* [RECORDS FOR THE TASK]
╔══
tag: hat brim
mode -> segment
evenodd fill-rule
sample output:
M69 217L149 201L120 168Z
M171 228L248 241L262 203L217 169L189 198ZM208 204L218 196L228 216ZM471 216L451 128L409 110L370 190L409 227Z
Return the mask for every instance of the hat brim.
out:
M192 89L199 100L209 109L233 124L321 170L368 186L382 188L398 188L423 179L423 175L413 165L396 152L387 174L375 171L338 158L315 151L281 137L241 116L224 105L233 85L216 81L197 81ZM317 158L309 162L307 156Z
╚══
* [SET TASK] Count the lines in the items above that contain the string "brim", matching case exactly. Reply with the number alone.

* [WRITTEN RESPONSE] 2